Prompt
Render each line of the items below as a Markdown table with the columns Row and Line, numbering the rows and leaving out blank lines.
# START OF Records for the task
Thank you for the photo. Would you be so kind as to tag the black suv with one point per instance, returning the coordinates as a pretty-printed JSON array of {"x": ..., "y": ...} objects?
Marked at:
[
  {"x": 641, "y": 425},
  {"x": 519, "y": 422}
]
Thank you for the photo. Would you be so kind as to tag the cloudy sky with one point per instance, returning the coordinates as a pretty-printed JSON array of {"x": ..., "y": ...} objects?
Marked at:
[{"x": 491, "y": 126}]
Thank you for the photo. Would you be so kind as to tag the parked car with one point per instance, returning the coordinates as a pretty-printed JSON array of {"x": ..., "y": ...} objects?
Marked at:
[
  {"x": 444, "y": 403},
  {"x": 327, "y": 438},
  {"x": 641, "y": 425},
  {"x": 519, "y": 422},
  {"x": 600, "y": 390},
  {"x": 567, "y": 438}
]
# END OF Records for the task
Result of the task
| Row | Line |
|---|---|
| 1 | Thank you for the photo. Would you be so kind as to tag the black suv with one point per instance, returning the coordinates as a pretty-printed JSON array of {"x": ..., "y": ...} objects? |
| 2 | Marked at: |
| 3 | [ |
| 4 |   {"x": 641, "y": 425}, |
| 5 |   {"x": 519, "y": 422} |
| 6 | ] |
| 7 | Thank you for the photo. Would you be so kind as to tag the cloudy sky with one point per instance, returning the coordinates as a pretty-printed JSON array of {"x": ..., "y": ...} objects? |
| 8 | Marked at: |
| 9 | [{"x": 491, "y": 126}] |
| 10 | Thank you for the photo. Would you be so kind as to tag the parked car with one point per instance, returning the coordinates as a pretty-printed JSON array of {"x": ..., "y": ...} objects? |
| 11 | Marked at: |
| 12 | [ |
| 13 |   {"x": 444, "y": 403}, |
| 14 |   {"x": 327, "y": 438}, |
| 15 |   {"x": 641, "y": 425}, |
| 16 |   {"x": 519, "y": 422}, |
| 17 |   {"x": 600, "y": 390}, |
| 18 |   {"x": 567, "y": 438} |
| 19 | ] |